> MATERIAL PROVIDED
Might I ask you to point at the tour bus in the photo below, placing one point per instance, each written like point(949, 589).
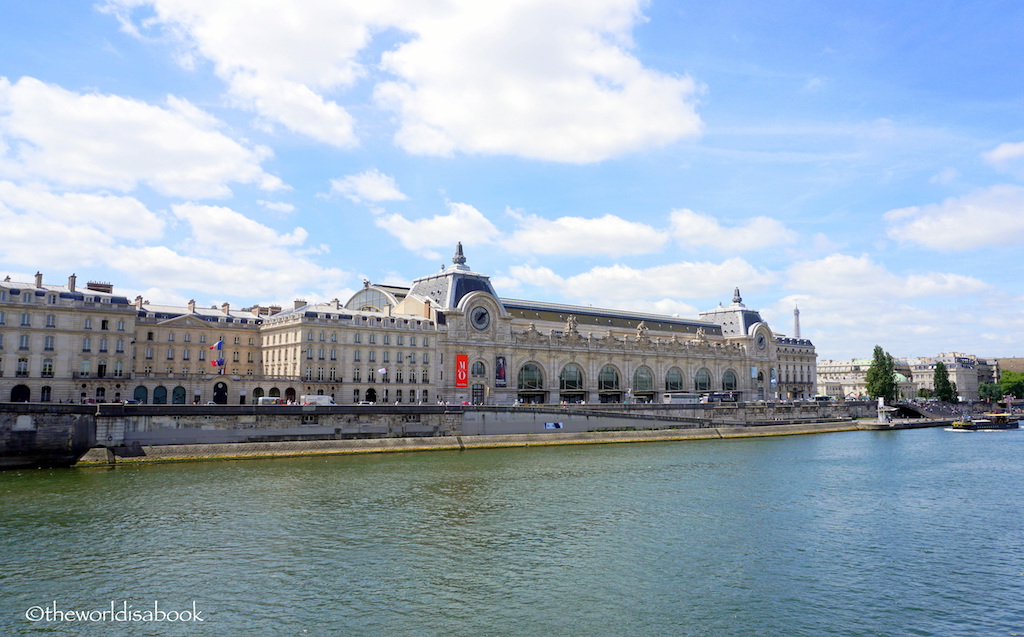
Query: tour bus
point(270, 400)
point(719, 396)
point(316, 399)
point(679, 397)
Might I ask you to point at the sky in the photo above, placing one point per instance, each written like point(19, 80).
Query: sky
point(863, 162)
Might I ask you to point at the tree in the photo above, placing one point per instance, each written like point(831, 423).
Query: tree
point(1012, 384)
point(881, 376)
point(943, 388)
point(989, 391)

> SET PROBLEM
Set down all of the records above word for word, leaving out the pictures.

> RESPONSE TO THE TASK
Might I ask you to point at the tour bus in the photo below, placing one point per instance, each written like point(949, 589).
Query: tour bus
point(270, 400)
point(719, 396)
point(316, 399)
point(679, 397)
Might I ask you to point at the sky in the photo above, placing one point per instance, each written like point(19, 80).
Query: sky
point(863, 162)
Might I ask you to point at the tree in the photo above, placing one point per instance, each written like point(831, 423).
Query: tree
point(1012, 384)
point(881, 376)
point(943, 388)
point(989, 391)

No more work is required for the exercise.